Quote the passage in the text on tax professionals and multi-family offices from "Implement a Mindshare" to "the family office.", word for word.

→ TEXT SHOWN:

*** Begin section ***

Partner With A Robust, Integrated, Multi-Family Charter Provider
If you’re going to capture more wallet share, you’re going to have to broaden the scope of your services. There are two ways you can do this. You can hire staff, take on my office space, invest in infrastructure, build a tech stack, and cross the legal and regulatory bridges, or you can outsource all of that, ideally for a low monthly subscription fee. The right partner will have you building an evolved version of your current business in weeks, not months.
Tighten Your Focus on Tax, But Harmonize With Other Professionals
Stay in your tax lane, but work cooperatively with estate, asset and risk professionals for the benefit of your client. Don’t fight over control of the client; fight for the client’s best interests. If you provide the tax strategies, manage the client relationship and ensure the integrity of the people and processes, you really should not have to do anything else to create a sustainable, profitable and productive business.
Implement a Mindshare Campaign To Educate Tax Clients
You are going to need to build awareness of your expanded services, but you are not going to need to sell anyone anything. The value of a taxes first, then math approach, applied in a transparent way by true fiduciaries, doesn’t need to be sold. It’s an obviously and provably better value proposition, but you will want to build mindshare with regular, educational content that explains why family office clients, who can have anything they want, choose the family office.
Automation Is The Tax Pros Best Friend
A multi-family office is a very productive form of business, but it can get to the next level with automated business processes. These are embedded in client relationship management (CRM) systems. Imagine your systems handling routine tasks that today take you or your staff away from your core functions. Everything from business development to marketing to client services can be automated, and that can have a huge impact on your valuation.
Rebrand From Tax Services To Family Office Director
Accidental brands tend to get lost in the noise of the marketplace. Your brand should effectively communicate your values, your offers, and, most importantly, how you’re different. If you implement these tips, you will definitely be different. In 2023, there is a tiny part of one percent of tax pros positioned as Family Office Directors for America’s mass affluent cohort. First-mover advantages are rare, but the biggest one in the history of accounting is on offer now. Yes, it will be a new category in your community, but as Martha Stewart used to say, that’s a good thing.
Tax Professionals Should Start With WHY
Simon Sinek’s influential book, Start with Why, teaches readers how to think and lead differently. Getting better clients often means replacing old clients with new ones, and nothing makes that process faster or easier than a quality WHY statement. Your WHY is a simple thing. It’s just a two-part equation: what is your contribution to your clients, and what is its impact? If you follow the advice above, you will be able to say “My firm offers the benefits of the multi-family office to regular American families, so that they can enjoy lower costs, better tax efficiency, more thoughtful diversification and risk exposures, tailored to their unique needs.” How many of your clients currently enjoy any of that?
You don’t need to advertise for new clients. You don’t need to spend giant bucks on building out your staff, resources, etc. You don’t have to become a salesperson. A more valuable business filled with better clients can all start happening as soon as you can accomplish tip number five, and partner with a robust, turnkey multi-family office charter firm.

*** End section ***

→ DATA FOR REVIEW:
*** Begin section ***

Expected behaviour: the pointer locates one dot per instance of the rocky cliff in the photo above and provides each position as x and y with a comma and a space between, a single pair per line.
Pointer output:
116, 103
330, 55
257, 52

*** End section ***

→ SOLVED PROBLEM:
Implement a Mindshare Campaign To Educate Tax Clients
You are going to need to build awareness of your expanded services, but you are not going to need to sell anyone anything. The value of a taxes first, then math approach, applied in a transparent way by true fiduciaries, doesn’t need to be sold. It’s an obviously and provably better value proposition, but you will want to build mindshare with regular, educational content that explains why family office clients, who can have anything they want, choose the family office.